Extracted records

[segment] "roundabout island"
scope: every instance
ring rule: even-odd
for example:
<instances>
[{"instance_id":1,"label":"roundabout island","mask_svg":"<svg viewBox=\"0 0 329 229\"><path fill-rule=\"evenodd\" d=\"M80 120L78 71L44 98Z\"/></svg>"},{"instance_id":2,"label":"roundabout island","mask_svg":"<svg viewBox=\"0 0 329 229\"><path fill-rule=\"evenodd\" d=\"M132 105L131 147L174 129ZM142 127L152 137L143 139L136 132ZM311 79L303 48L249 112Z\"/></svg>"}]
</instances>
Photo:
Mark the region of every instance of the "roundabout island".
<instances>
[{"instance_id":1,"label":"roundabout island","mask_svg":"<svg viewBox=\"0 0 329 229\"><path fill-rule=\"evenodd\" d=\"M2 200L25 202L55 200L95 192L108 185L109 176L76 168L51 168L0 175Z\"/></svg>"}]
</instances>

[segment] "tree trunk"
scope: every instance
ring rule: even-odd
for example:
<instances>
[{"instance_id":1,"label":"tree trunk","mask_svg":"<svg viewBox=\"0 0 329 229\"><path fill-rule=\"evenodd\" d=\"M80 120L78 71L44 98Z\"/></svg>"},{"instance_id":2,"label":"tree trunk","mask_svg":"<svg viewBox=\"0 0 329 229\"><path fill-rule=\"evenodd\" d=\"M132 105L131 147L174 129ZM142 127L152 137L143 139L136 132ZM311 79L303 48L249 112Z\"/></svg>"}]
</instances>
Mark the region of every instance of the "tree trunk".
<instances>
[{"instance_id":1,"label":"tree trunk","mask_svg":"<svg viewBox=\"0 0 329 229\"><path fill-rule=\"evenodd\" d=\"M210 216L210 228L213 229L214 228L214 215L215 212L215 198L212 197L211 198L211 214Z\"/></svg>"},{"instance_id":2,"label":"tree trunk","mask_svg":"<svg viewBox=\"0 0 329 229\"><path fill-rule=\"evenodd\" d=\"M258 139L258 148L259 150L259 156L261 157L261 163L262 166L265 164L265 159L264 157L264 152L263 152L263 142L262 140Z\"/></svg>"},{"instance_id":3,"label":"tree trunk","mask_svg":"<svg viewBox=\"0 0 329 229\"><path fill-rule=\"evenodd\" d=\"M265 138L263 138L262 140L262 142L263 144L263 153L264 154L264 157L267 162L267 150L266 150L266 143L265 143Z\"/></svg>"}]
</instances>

## PROMPT
Produce a verbatim transcription of the entries above.

## TASK ANSWER
[segment] "roundabout island"
scope: every instance
ring rule: even-odd
for example:
<instances>
[{"instance_id":1,"label":"roundabout island","mask_svg":"<svg viewBox=\"0 0 329 229\"><path fill-rule=\"evenodd\" d=\"M80 120L78 71L44 98Z\"/></svg>"},{"instance_id":2,"label":"roundabout island","mask_svg":"<svg viewBox=\"0 0 329 229\"><path fill-rule=\"evenodd\" d=\"M132 105L131 147L174 129ZM142 127L152 137L143 139L136 132ZM311 79L303 48L249 112Z\"/></svg>"}]
</instances>
Photo:
Mark the region of every instance of the "roundabout island".
<instances>
[{"instance_id":1,"label":"roundabout island","mask_svg":"<svg viewBox=\"0 0 329 229\"><path fill-rule=\"evenodd\" d=\"M2 200L25 202L55 200L95 192L108 185L109 176L76 168L51 168L0 175Z\"/></svg>"}]
</instances>

[segment] "tree trunk"
scope: every instance
ring rule: even-odd
for example:
<instances>
[{"instance_id":1,"label":"tree trunk","mask_svg":"<svg viewBox=\"0 0 329 229\"><path fill-rule=\"evenodd\" d=\"M80 120L78 71L44 98Z\"/></svg>"},{"instance_id":2,"label":"tree trunk","mask_svg":"<svg viewBox=\"0 0 329 229\"><path fill-rule=\"evenodd\" d=\"M132 105L131 147L174 129ZM142 127L152 137L143 139L136 132ZM311 79L303 48L249 112Z\"/></svg>"}]
</instances>
Mark the region of every instance of the "tree trunk".
<instances>
[{"instance_id":1,"label":"tree trunk","mask_svg":"<svg viewBox=\"0 0 329 229\"><path fill-rule=\"evenodd\" d=\"M210 216L210 228L213 229L214 228L214 215L215 212L215 198L212 197L211 198L211 214Z\"/></svg>"},{"instance_id":2,"label":"tree trunk","mask_svg":"<svg viewBox=\"0 0 329 229\"><path fill-rule=\"evenodd\" d=\"M258 139L258 148L259 150L259 156L261 157L261 163L262 166L265 164L265 159L264 157L264 152L263 152L263 142L262 140Z\"/></svg>"},{"instance_id":3,"label":"tree trunk","mask_svg":"<svg viewBox=\"0 0 329 229\"><path fill-rule=\"evenodd\" d=\"M265 138L263 138L262 140L262 142L263 144L263 153L264 154L264 157L267 162L267 150L266 150L266 143L265 143Z\"/></svg>"}]
</instances>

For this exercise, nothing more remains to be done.